(Selected excerpt)
○ ○ ○ ○ ○ ○ ○

“When beggars die there are no comets seen; the heavens themselves blaze forth the death of princes.” – William Shakespeare, Julius Caesar
Had we but known: it was the stuff of legend – every nerve-wrenching night of angry passion; every frenzied, riotous stage invasion; every sweat-dripping, gob-covered drum beat and guitar riff – each fragment no less important then the other, as night after night, the essential ingredients wove strand upon strand to form the intricate fable that has become the legacy of The Clash, and their seven year convulsion of raw intensity and outrageous audaciousness. The victors get to rewrite history, which in this case has been the authors and journalists.
Had anyone else but known: there was no script, no master plan – it was sheer bluster and guts at each turn. Every gig was a street-fight, every tour was a war, and we played the hand we were dealt at every show, like a tightrope walker with a death-wish, unwilling and incapable of looking down. It all amounted to the most chaotic roller-coaster ride of mayhem and intensity imaginable. The Clash’s journey from English highstreet clubs to American sports stadiums was a visceral story of adrenaline-fueled bravado – rare in their sensitivity, rash in their violence, but ultimately dazzling in the reactive chemistry with which they seared the music landscape.
For my part, I took the whole seven-year mission, and when it was over, I never sought another gig, or looked back over my shoulder (until now, maybe.) And there were so many others who also travelled portions of that voyage with them…..unsung heroes and shameless villains alike. Some were just hired hands, others – fully committed – had their lives changed irrevocably, but all were touched by that special quality and character of the band and the extraordinary events that inevitably erupted around them. If you worked for them in any capacity, you inexorably became swept up in the tide of fervor and adulation that surrounded and reflected off them. For better or worse, you became part of the insanity of those times, and therefore tainted by mere association.

○ ○ ○ ○ ○ ○ ○

(Provided material)
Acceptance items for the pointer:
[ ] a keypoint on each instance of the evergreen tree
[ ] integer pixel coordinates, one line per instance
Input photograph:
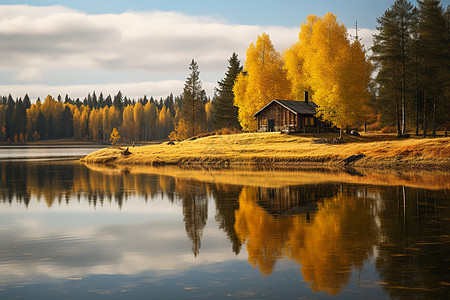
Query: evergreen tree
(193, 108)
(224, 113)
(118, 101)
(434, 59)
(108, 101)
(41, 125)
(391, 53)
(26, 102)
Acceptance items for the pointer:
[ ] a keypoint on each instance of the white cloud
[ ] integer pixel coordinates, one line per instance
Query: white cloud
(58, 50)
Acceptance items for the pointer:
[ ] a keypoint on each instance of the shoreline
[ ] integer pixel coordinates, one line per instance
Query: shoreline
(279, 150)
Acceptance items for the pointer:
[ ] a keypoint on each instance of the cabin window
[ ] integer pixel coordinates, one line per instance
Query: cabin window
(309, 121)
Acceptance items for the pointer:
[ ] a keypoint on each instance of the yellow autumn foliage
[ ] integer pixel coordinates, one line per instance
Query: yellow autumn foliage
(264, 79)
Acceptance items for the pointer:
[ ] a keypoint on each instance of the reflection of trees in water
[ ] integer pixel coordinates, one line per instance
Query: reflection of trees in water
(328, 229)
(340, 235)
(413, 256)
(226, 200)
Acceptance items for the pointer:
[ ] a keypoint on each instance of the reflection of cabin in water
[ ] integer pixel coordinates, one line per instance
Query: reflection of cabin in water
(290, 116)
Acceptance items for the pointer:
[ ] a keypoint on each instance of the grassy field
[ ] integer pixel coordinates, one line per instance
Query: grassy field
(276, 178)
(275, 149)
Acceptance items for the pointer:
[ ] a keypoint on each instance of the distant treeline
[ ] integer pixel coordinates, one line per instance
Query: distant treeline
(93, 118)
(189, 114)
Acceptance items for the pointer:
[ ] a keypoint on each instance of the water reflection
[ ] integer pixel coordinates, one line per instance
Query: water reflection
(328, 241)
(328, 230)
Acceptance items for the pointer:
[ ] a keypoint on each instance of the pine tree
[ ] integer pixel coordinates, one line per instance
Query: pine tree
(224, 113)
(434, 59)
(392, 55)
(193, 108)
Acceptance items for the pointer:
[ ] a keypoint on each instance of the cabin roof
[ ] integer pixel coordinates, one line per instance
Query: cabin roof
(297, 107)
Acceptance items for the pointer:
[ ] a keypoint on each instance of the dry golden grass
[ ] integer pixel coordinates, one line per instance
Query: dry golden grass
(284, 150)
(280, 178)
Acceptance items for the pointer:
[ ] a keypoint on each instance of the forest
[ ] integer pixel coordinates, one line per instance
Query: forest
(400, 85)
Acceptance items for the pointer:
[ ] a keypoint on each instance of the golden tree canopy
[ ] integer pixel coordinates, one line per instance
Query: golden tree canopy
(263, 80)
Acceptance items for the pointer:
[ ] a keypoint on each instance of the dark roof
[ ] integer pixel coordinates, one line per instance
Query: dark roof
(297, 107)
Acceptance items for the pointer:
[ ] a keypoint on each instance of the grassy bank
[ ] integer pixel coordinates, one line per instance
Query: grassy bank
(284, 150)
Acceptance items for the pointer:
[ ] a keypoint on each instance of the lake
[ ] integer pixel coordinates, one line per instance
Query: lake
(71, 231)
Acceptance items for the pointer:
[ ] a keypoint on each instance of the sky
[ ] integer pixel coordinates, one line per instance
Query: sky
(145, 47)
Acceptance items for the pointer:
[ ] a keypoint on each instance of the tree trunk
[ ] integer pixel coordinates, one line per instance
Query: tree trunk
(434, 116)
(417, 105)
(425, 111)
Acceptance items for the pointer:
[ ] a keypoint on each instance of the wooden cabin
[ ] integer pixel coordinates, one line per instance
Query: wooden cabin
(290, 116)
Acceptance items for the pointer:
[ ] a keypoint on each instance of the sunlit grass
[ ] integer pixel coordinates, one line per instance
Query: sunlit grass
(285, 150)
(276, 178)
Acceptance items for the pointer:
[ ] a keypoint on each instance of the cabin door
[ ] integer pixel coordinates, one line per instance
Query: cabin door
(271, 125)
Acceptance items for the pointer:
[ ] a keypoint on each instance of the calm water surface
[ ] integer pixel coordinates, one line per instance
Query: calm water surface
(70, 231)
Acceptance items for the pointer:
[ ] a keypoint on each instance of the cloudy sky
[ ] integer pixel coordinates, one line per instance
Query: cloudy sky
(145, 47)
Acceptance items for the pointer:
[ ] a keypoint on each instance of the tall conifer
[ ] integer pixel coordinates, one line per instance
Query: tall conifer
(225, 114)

○ ○ ○ ○ ○ ○ ○

(Complete the following)
[1] Reproduce the passage about The Clash word for word, everything from "Had anyone else" down to "the music landscape.".
[2] Resume the recollection of The Clash after its final sentence and carry it forward.

(Answers to each task)
[1]
Had anyone else but known: there was no script, no master plan – it was sheer bluster and guts at each turn. Every gig was a street-fight, every tour was a war, and we played the hand we were dealt at every show, like a tightrope walker with a death-wish, unwilling and incapable of looking down. It all amounted to the most chaotic roller-coaster ride of mayhem and intensity imaginable. The Clash’s journey from English highstreet clubs to American sports stadiums was a visceral story of adrenaline-fueled bravado – rare in their sensitivity, rash in their violence, but ultimately dazzling in the reactive chemistry with which they seared the music landscape.

[2]
Nothing was ever orderly or mundane within ‘Clashworld’ and the most innocent everyday events could turn into a nightmare, unbidden. The truth was; there were no everyday events in the history of the Clash. And for those of us on the crew, touring was no less a daily descent into hell – a ‘Kafkaesque’ rush of reality-distorting highs and lows, blurring the lines between fact and fiction. We flipped the switch between combat-stance and neutral several times each day – adrenaline on/adrenaline off! There were no weekdays or weekends, no bank holidays or Easters, and for both crew and band existing in our insulated time-capsule, the calendar became irrelevant, seasons sliding past unnoticed, marked only by changing temperatures.
Each day would start out innocently enough, staggering bleary-eyed from the crewbus onto yet another cold empty stage, in some nameless city. Several hours would be spent repairing the damage from the previous night’s carnage – drum skins would be changed, jack-plugs re-soldered, amplifier valves replaced, broken flightcase wheels repaired. Cleaning the dried gob off everything was a constant ritual and unless removed daily would accumulate like green alien goo. Daily music store runs were a necessity too – like hit-and-run missions we snagged parts, supplies and especially gaffa tape (it was the currency of the day) – if we hit lucky, we bought the store’s entire stock.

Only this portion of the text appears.